> **Your task**
Nothing but the lines from the first line of the records below to the line holding "small white house" belongs in the answer, copied exactly and without pictures.
------ Data records
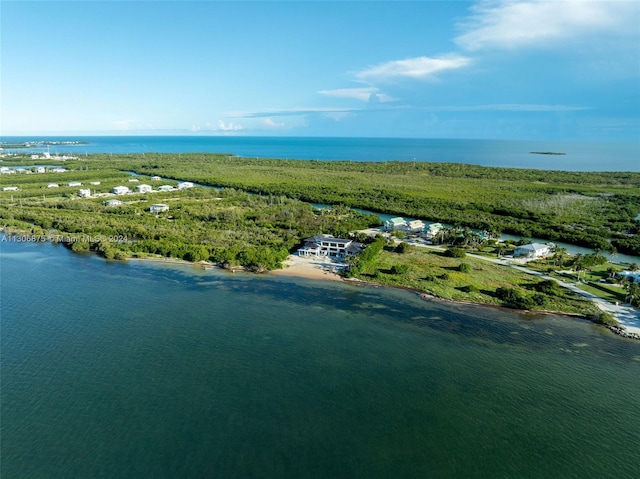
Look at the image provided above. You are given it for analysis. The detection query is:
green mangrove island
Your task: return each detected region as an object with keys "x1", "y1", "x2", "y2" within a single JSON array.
[{"x1": 1, "y1": 153, "x2": 639, "y2": 327}]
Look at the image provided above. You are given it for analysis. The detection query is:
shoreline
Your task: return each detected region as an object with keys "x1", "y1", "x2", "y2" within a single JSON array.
[{"x1": 2, "y1": 228, "x2": 638, "y2": 340}]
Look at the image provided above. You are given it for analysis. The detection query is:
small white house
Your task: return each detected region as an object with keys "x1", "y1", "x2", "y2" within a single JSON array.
[
  {"x1": 177, "y1": 181, "x2": 194, "y2": 189},
  {"x1": 47, "y1": 183, "x2": 59, "y2": 188},
  {"x1": 2, "y1": 186, "x2": 19, "y2": 191},
  {"x1": 51, "y1": 168, "x2": 67, "y2": 173},
  {"x1": 136, "y1": 184, "x2": 152, "y2": 193},
  {"x1": 128, "y1": 178, "x2": 139, "y2": 182},
  {"x1": 90, "y1": 181, "x2": 101, "y2": 186},
  {"x1": 151, "y1": 176, "x2": 162, "y2": 181},
  {"x1": 514, "y1": 243, "x2": 551, "y2": 259},
  {"x1": 68, "y1": 181, "x2": 82, "y2": 187},
  {"x1": 150, "y1": 203, "x2": 169, "y2": 213},
  {"x1": 385, "y1": 217, "x2": 406, "y2": 231},
  {"x1": 112, "y1": 186, "x2": 130, "y2": 195},
  {"x1": 404, "y1": 219, "x2": 425, "y2": 233},
  {"x1": 0, "y1": 167, "x2": 11, "y2": 174},
  {"x1": 35, "y1": 167, "x2": 46, "y2": 173},
  {"x1": 423, "y1": 223, "x2": 444, "y2": 239},
  {"x1": 157, "y1": 185, "x2": 174, "y2": 192},
  {"x1": 104, "y1": 199, "x2": 123, "y2": 207},
  {"x1": 78, "y1": 188, "x2": 91, "y2": 198}
]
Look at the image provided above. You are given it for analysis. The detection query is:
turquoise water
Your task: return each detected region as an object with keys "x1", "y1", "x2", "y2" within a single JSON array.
[
  {"x1": 1, "y1": 238, "x2": 639, "y2": 478},
  {"x1": 2, "y1": 136, "x2": 638, "y2": 171}
]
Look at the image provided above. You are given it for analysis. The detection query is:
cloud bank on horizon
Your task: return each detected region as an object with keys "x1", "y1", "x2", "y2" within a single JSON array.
[{"x1": 2, "y1": 0, "x2": 639, "y2": 140}]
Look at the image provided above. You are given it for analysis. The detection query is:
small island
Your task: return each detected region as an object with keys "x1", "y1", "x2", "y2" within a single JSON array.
[{"x1": 529, "y1": 151, "x2": 566, "y2": 155}]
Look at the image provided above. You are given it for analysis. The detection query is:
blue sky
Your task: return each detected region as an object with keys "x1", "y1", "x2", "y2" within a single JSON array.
[{"x1": 2, "y1": 0, "x2": 639, "y2": 140}]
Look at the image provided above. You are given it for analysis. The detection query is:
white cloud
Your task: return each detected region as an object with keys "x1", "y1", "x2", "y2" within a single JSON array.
[
  {"x1": 456, "y1": 0, "x2": 640, "y2": 51},
  {"x1": 231, "y1": 107, "x2": 357, "y2": 118},
  {"x1": 318, "y1": 87, "x2": 395, "y2": 103},
  {"x1": 355, "y1": 55, "x2": 472, "y2": 81},
  {"x1": 215, "y1": 120, "x2": 242, "y2": 131},
  {"x1": 263, "y1": 118, "x2": 285, "y2": 128}
]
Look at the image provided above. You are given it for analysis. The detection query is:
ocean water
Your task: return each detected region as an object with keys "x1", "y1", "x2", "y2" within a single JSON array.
[
  {"x1": 2, "y1": 135, "x2": 639, "y2": 171},
  {"x1": 2, "y1": 238, "x2": 639, "y2": 478}
]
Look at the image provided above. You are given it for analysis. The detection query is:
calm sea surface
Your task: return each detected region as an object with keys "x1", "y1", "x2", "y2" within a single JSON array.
[
  {"x1": 1, "y1": 237, "x2": 639, "y2": 478},
  {"x1": 2, "y1": 136, "x2": 639, "y2": 171}
]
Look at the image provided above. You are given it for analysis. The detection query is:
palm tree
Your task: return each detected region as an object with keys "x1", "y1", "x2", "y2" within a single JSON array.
[
  {"x1": 553, "y1": 247, "x2": 567, "y2": 268},
  {"x1": 625, "y1": 281, "x2": 640, "y2": 307}
]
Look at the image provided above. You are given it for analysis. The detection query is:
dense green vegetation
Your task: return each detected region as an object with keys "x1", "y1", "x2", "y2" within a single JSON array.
[
  {"x1": 0, "y1": 163, "x2": 379, "y2": 270},
  {"x1": 10, "y1": 153, "x2": 634, "y2": 254}
]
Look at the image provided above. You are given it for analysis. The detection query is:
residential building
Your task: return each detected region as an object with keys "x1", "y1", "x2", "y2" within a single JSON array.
[
  {"x1": 112, "y1": 186, "x2": 130, "y2": 195},
  {"x1": 150, "y1": 204, "x2": 169, "y2": 213},
  {"x1": 78, "y1": 189, "x2": 91, "y2": 198},
  {"x1": 90, "y1": 181, "x2": 101, "y2": 186},
  {"x1": 2, "y1": 186, "x2": 19, "y2": 191},
  {"x1": 423, "y1": 223, "x2": 444, "y2": 239},
  {"x1": 104, "y1": 199, "x2": 123, "y2": 207},
  {"x1": 404, "y1": 219, "x2": 425, "y2": 233},
  {"x1": 514, "y1": 243, "x2": 551, "y2": 259},
  {"x1": 157, "y1": 185, "x2": 174, "y2": 192},
  {"x1": 136, "y1": 184, "x2": 153, "y2": 193},
  {"x1": 177, "y1": 181, "x2": 194, "y2": 189},
  {"x1": 384, "y1": 217, "x2": 406, "y2": 231},
  {"x1": 151, "y1": 176, "x2": 162, "y2": 181},
  {"x1": 297, "y1": 234, "x2": 363, "y2": 259},
  {"x1": 68, "y1": 181, "x2": 82, "y2": 187},
  {"x1": 47, "y1": 183, "x2": 59, "y2": 188}
]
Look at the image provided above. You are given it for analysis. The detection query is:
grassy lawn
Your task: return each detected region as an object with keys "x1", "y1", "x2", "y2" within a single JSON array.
[{"x1": 351, "y1": 246, "x2": 596, "y2": 315}]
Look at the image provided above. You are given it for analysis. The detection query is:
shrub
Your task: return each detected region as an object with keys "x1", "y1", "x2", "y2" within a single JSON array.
[
  {"x1": 439, "y1": 273, "x2": 450, "y2": 281},
  {"x1": 592, "y1": 311, "x2": 618, "y2": 326},
  {"x1": 396, "y1": 242, "x2": 410, "y2": 254},
  {"x1": 445, "y1": 248, "x2": 466, "y2": 258},
  {"x1": 535, "y1": 279, "x2": 560, "y2": 295},
  {"x1": 461, "y1": 285, "x2": 479, "y2": 293},
  {"x1": 495, "y1": 287, "x2": 535, "y2": 309},
  {"x1": 458, "y1": 262, "x2": 471, "y2": 273},
  {"x1": 390, "y1": 264, "x2": 409, "y2": 275}
]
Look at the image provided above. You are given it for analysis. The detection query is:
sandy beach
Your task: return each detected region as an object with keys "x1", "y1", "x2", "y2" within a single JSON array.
[{"x1": 271, "y1": 254, "x2": 345, "y2": 281}]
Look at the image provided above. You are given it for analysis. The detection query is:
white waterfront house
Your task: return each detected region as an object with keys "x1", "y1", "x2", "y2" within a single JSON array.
[
  {"x1": 177, "y1": 181, "x2": 194, "y2": 189},
  {"x1": 2, "y1": 186, "x2": 19, "y2": 191},
  {"x1": 151, "y1": 176, "x2": 162, "y2": 181},
  {"x1": 47, "y1": 183, "x2": 59, "y2": 188},
  {"x1": 68, "y1": 181, "x2": 82, "y2": 187},
  {"x1": 513, "y1": 243, "x2": 551, "y2": 259},
  {"x1": 150, "y1": 204, "x2": 169, "y2": 213},
  {"x1": 112, "y1": 186, "x2": 131, "y2": 195},
  {"x1": 404, "y1": 219, "x2": 425, "y2": 233},
  {"x1": 104, "y1": 199, "x2": 123, "y2": 207},
  {"x1": 297, "y1": 234, "x2": 363, "y2": 259},
  {"x1": 384, "y1": 217, "x2": 407, "y2": 231},
  {"x1": 423, "y1": 223, "x2": 444, "y2": 239},
  {"x1": 157, "y1": 185, "x2": 174, "y2": 192},
  {"x1": 136, "y1": 184, "x2": 153, "y2": 193},
  {"x1": 35, "y1": 167, "x2": 46, "y2": 173},
  {"x1": 90, "y1": 181, "x2": 101, "y2": 186},
  {"x1": 128, "y1": 178, "x2": 139, "y2": 182},
  {"x1": 617, "y1": 271, "x2": 640, "y2": 283},
  {"x1": 78, "y1": 188, "x2": 91, "y2": 198}
]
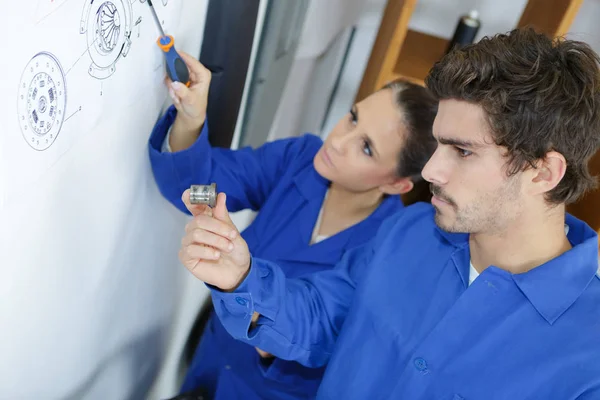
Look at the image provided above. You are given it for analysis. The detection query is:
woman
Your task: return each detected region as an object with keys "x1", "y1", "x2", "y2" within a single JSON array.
------------
> **Reply**
Look at the image provided above. You are given it for analysis. The detection query is:
green mangrove island
Your task: return each detected region as an object with keys "x1", "y1", "x2", "y2" within a single JSON array.
[{"x1": 1, "y1": 153, "x2": 639, "y2": 327}]
Look at the image provided above. You are given it for analysis. The detection query is:
shoreline
Your task: return each detected region as an object with keys "x1", "y1", "x2", "y2" within a single JSON array.
[{"x1": 2, "y1": 228, "x2": 638, "y2": 340}]
Look at the image provided above. You are given it for analysis. The detection query is:
small white house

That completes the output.